▸ Assigned task
Images excluded, reproduce each line of the records exactly as it stands.

▸ Provided data

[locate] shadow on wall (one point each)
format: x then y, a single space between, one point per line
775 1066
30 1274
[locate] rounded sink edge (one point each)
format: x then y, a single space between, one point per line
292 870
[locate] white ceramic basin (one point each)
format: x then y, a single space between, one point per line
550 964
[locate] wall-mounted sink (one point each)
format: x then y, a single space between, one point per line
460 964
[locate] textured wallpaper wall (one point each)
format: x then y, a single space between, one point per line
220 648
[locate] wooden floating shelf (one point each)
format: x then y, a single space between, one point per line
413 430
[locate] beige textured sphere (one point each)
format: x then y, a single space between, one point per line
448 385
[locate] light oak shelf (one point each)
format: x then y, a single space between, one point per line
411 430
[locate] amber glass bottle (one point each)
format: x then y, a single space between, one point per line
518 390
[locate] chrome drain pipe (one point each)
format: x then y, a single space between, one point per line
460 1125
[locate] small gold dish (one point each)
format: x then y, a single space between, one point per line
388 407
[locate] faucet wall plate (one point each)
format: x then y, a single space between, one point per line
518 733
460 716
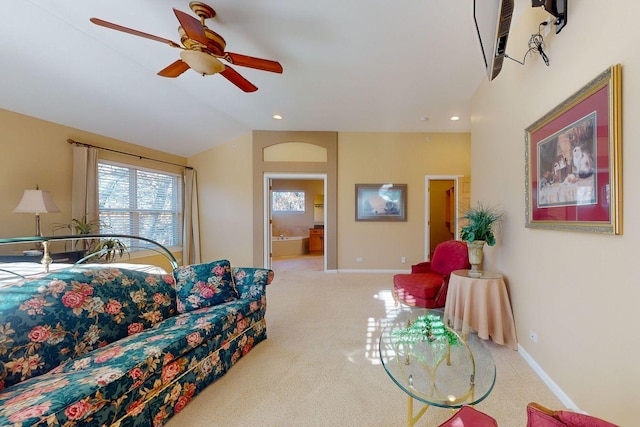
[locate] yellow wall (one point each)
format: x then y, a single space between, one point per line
400 158
35 152
578 291
226 201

▸ Exercise response
[locate] shadow on wall (one point each)
format: x then y, a single space between, one point per line
775 1066
30 1274
[locate] rounded sink edge (one point each)
format: x then y, a single space between, one point per line
292 870
[locate] white ceramic basin (one point each)
format: x then y, a single space between, one point per line
550 964
[locate] wall-mounted sink (one point each)
format: x then y, a single space between, one point per line
460 964
[locate] textured wallpaper wall (one point each)
format: x then y, a single space between, one point per line
220 648
[locate] wooden floating shelf (one point each)
format: x then y, a single space between, one point per line
413 430
[locate] beige textured sphere (one point each)
format: x then y, a single space between, one point per line
448 385
[locate] light oak shelf (one point each)
format: x then y, a single space between, one point per line
411 430
[locate] amber glass bottle (one point each)
format: x then y, a single space between, one point per line
518 390
[locate] chrome drain pipe (one point each)
format: x then y, a single space between, one point per line
460 1125
[locate] small gold dish (one point each)
format: x then y, a single space between, one point per line
388 407
[locate] faucet wall plate (one point each)
format: x then y, a single space between, one point per line
518 733
460 716
[locate] yellow wall (one point each)
format: x then y, a single space between, one point per line
400 158
35 152
578 291
226 201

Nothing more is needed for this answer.